Try it ▸ Take the line that contains "the construction crane" and all lines after it, up to and including the last line of the data, and write them out exactly; nothing else belongs in the answer.

[Referring expression data]
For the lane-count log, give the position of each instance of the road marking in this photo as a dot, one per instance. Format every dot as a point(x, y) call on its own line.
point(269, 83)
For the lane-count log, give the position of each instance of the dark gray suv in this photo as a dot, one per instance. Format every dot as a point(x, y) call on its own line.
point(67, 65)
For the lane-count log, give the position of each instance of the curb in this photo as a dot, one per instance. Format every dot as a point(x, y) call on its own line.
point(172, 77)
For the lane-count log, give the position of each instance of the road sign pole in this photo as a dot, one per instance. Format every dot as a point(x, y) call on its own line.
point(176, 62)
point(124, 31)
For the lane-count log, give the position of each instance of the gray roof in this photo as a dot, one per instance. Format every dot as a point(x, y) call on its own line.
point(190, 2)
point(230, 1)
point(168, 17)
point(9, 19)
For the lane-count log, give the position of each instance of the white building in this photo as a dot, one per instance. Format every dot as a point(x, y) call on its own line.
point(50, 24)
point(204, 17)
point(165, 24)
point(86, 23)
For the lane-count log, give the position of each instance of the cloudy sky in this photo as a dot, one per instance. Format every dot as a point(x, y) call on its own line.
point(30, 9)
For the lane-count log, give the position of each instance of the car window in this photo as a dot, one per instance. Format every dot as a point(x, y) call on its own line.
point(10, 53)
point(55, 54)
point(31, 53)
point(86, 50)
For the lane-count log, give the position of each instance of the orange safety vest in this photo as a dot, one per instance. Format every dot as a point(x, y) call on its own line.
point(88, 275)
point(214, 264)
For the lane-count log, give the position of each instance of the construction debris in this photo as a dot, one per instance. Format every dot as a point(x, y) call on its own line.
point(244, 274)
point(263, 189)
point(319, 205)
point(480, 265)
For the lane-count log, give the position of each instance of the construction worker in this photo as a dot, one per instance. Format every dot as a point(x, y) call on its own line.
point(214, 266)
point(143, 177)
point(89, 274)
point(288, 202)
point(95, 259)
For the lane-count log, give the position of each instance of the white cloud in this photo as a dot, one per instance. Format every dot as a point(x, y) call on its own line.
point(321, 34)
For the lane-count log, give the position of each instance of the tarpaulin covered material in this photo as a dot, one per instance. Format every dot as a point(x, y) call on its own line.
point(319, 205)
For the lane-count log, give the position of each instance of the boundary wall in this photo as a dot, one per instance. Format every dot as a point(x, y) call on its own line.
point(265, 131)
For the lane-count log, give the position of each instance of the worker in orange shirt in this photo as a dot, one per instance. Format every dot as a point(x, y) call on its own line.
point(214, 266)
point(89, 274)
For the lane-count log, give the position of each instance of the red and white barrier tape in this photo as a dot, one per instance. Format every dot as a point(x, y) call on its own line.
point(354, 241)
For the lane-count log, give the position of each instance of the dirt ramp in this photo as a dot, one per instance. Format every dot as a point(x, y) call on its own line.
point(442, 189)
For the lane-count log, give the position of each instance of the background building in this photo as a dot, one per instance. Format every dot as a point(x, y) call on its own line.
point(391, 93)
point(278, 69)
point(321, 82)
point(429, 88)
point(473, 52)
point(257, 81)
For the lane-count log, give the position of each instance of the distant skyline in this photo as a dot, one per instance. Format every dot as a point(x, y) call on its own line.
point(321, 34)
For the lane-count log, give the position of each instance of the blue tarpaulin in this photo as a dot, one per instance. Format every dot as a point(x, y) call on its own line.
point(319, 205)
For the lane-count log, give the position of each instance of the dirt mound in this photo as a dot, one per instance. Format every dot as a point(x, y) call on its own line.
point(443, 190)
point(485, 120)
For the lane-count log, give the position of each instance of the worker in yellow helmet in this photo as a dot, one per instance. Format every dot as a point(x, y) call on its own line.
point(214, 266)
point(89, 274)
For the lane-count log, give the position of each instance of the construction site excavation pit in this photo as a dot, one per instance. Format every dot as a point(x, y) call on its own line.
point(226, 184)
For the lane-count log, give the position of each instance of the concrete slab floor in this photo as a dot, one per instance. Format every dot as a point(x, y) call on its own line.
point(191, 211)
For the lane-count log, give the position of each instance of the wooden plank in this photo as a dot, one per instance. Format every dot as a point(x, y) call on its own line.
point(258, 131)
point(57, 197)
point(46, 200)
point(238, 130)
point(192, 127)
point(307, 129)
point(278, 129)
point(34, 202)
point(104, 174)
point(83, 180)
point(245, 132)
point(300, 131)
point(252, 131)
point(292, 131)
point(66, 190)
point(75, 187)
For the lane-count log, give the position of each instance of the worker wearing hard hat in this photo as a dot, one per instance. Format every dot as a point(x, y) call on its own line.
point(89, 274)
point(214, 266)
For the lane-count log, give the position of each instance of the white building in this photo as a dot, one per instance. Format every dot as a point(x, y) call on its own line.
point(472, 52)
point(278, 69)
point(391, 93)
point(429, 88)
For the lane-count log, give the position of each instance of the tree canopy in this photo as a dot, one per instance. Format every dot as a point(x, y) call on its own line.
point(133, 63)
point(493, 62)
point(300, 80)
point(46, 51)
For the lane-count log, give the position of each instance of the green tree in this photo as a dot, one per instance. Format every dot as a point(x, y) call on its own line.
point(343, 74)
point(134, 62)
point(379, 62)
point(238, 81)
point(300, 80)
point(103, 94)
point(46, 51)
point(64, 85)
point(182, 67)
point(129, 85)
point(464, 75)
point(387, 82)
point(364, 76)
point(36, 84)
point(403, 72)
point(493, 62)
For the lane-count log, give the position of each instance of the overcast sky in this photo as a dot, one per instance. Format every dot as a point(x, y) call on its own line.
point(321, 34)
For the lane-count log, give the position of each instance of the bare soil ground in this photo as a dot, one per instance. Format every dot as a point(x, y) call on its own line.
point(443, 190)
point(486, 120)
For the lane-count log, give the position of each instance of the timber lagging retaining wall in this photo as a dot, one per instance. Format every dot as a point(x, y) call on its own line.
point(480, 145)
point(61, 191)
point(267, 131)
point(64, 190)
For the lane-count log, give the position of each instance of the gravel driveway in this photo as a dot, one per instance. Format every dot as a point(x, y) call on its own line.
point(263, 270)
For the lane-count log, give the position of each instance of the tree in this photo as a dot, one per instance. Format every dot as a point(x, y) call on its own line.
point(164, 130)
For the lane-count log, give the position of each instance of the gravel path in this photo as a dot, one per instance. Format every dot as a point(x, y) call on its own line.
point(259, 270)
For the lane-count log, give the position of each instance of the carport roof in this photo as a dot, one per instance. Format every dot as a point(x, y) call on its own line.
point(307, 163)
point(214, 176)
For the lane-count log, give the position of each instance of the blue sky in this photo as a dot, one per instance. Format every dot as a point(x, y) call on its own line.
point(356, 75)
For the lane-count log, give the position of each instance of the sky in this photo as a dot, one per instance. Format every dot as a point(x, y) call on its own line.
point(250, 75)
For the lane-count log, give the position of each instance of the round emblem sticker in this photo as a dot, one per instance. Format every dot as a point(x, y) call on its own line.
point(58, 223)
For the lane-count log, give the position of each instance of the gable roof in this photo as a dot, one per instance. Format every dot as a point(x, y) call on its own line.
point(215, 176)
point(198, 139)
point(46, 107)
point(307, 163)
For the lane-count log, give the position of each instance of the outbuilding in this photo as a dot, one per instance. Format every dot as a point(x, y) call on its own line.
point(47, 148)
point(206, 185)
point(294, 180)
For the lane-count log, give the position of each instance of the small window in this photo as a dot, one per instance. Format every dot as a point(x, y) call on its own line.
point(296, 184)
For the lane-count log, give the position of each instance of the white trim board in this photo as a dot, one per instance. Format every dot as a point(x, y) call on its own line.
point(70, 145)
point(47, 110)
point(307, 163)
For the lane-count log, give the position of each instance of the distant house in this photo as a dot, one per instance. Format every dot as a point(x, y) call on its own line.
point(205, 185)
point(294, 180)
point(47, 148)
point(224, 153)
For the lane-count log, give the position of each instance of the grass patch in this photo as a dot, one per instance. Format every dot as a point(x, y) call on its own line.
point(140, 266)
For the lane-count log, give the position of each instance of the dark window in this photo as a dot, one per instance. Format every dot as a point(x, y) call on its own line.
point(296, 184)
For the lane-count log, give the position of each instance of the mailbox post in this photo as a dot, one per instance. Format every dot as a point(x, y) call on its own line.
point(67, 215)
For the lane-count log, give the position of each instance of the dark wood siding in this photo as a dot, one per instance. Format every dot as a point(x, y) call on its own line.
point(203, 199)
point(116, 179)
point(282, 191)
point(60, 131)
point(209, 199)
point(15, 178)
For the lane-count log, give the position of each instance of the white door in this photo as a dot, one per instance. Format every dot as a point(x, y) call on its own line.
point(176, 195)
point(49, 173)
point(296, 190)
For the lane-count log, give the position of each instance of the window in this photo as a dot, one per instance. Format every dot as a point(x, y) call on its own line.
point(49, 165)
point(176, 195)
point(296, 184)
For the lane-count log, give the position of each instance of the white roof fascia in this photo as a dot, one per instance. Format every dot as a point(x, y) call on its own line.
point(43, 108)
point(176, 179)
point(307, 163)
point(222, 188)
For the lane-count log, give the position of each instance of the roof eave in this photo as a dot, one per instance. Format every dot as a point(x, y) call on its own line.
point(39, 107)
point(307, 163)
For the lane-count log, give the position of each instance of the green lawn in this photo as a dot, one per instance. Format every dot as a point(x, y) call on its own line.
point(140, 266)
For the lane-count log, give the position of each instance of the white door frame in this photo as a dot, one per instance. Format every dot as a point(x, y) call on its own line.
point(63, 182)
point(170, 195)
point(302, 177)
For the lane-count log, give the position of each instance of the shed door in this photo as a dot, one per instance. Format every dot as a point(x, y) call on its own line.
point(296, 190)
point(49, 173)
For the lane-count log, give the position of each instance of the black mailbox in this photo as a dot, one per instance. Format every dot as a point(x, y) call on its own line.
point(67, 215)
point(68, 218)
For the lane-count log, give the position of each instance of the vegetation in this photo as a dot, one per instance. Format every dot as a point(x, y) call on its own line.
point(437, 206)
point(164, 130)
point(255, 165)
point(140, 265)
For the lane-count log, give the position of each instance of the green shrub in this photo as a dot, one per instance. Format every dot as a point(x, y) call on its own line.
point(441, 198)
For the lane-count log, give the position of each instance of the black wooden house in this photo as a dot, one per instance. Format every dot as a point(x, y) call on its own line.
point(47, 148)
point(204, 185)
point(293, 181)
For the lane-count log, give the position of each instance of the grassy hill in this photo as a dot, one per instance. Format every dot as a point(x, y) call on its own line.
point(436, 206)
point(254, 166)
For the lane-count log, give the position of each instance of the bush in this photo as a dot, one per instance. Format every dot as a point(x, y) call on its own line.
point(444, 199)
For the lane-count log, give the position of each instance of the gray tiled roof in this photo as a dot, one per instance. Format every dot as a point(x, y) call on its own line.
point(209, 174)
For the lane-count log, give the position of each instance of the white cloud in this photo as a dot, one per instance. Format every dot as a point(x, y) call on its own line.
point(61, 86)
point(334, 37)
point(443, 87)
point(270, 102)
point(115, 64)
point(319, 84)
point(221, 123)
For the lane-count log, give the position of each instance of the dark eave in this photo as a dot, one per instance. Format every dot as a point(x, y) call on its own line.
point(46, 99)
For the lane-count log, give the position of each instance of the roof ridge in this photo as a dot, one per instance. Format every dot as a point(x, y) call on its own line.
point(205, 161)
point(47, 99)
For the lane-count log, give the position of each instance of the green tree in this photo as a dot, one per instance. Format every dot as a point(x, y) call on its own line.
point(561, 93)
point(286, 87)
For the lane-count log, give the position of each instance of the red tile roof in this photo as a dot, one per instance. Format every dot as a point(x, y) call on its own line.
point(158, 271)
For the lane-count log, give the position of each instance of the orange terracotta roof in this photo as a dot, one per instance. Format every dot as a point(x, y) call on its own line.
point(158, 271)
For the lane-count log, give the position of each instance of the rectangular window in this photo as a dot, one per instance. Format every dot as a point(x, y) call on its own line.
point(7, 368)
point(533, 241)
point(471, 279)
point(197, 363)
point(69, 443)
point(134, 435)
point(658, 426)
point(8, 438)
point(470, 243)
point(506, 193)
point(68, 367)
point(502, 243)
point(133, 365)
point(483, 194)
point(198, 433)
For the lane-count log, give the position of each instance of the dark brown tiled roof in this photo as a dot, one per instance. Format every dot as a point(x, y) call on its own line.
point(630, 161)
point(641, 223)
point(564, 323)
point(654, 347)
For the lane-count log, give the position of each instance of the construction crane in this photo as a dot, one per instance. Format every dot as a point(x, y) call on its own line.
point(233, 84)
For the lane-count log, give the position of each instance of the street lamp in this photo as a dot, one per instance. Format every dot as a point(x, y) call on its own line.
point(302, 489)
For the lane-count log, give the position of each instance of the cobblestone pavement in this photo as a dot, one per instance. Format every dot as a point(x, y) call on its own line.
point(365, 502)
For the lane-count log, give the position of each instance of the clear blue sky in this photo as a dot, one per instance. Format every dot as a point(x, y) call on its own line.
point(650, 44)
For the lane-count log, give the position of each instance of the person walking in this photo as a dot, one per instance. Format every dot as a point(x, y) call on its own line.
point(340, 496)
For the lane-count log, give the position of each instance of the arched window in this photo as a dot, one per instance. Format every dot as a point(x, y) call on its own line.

Problem solution ▸
For the lane-count log, give the position of each instance of the construction crane in this photo as a dot, one per instance. Format every dot as a point(x, y) call on its own line.
point(233, 84)
For the lane-count log, give the position of each instance of the street lamp in this photo as a dot, one per instance. Format every dot as a point(x, y) call on its own line.
point(302, 489)
For the lane-count log, give the position of each instance of the cobblestone pavement in this photo as a dot, one per instance. Format every dot as a point(x, y) call on its own line.
point(365, 502)
For the lane-count log, give the position of each instance of the clear blue sky in this photo as a dot, one per instance. Format every dot as a point(x, y) call on its own line.
point(650, 44)
For the lane-count log, give the position of each instance of the person walking in this photo as a dot, one per instance. Format every dot as a point(x, y) call on its own line.
point(340, 496)
For the lane-count log, give the position of each instance of the arched window in this photo as a dot, one per instance. Format every dot as a point(x, y) call on its own line.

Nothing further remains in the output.